Position identification records:
■ ■ ■ ■

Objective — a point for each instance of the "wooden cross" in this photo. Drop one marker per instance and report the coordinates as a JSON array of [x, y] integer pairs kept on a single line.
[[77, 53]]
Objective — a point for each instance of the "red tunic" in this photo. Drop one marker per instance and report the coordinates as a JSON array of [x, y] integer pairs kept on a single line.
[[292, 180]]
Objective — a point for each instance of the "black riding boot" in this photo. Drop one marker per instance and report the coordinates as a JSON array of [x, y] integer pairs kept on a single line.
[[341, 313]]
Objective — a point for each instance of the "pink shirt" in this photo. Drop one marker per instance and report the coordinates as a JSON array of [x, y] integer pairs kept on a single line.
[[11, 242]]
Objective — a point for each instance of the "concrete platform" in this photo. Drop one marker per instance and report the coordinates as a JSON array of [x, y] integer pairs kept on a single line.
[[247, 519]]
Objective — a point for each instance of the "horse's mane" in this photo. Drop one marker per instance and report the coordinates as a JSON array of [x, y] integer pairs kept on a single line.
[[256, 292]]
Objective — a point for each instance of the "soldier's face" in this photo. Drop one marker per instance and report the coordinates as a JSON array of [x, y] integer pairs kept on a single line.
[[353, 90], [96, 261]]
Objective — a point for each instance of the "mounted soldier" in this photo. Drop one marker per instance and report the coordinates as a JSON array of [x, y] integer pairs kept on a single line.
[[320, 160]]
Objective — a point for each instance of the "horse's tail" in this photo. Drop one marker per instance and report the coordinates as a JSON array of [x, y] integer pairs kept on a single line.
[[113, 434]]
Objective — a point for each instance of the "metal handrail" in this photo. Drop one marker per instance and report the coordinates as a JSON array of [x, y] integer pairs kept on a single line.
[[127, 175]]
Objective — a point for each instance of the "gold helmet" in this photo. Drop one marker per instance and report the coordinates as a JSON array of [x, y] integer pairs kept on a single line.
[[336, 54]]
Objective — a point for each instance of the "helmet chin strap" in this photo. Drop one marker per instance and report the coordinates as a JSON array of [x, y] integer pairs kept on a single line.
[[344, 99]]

■ ■ ■ ■

:: Written task ::
Swap "marker" for "pin" in the rows from the first line through the line with "[[292, 180]]", and write out those lines again with nothing else changed.

:: Written answer ::
Objective — a point for each instance of the "wooden cross" in this photo. Drop one pin per instance and report the coordinates as a JSON array of [x, y] integer pairs kept on a single line.
[[77, 53]]
Objective — a point for each instance of the "red tunic" in this photo. Drop one pin per instance and report the coordinates as a JSON array of [x, y] integer pairs kept on a single line.
[[292, 180]]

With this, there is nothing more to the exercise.